- [Object position labeling data]
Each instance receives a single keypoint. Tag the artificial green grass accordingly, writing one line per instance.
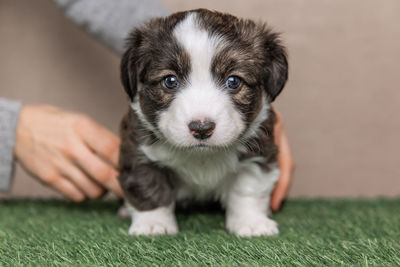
(313, 232)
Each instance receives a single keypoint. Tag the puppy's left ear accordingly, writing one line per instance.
(276, 67)
(129, 63)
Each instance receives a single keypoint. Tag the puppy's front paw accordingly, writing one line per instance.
(153, 228)
(248, 227)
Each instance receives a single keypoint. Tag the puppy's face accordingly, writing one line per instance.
(202, 78)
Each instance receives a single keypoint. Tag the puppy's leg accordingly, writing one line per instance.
(248, 202)
(153, 222)
(150, 197)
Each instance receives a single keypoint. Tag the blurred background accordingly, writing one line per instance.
(341, 105)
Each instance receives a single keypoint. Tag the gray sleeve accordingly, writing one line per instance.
(110, 21)
(9, 111)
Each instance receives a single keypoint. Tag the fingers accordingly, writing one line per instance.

- [STATED TASK] Output all of the data above verbatim, leaving out the picture.

- [EXERCISE RESULT]
Each instance receives a single keypoint. Tag the artificial green grass accordingly, writing one line per instance.
(313, 232)
Each instance receives a single keypoint. Tag the puppy's left ear accordingly, writing one line per instance.
(276, 67)
(129, 63)
Each instance receives a single keypoint. Tag the puppy's front paw accordingly, writing one line per instance.
(153, 228)
(248, 227)
Each instance receives a single keypoint. Tag the puppy's face accordingly, writing one line per instance.
(202, 78)
Each instance receives a single keypoint. Tag the puppy's leg accordingly, writing one line per instance.
(248, 202)
(153, 222)
(150, 197)
Each instance receives a single keypoint. Tag the blurred background accordingly, writing one line per instance.
(341, 105)
Each instance receives a single keypoint. Tag the gray sleeve accordingly, writing one line per instance.
(110, 21)
(9, 111)
Each instance receives a single keypoint. Tag the fingers accordingly, writing one line per instance.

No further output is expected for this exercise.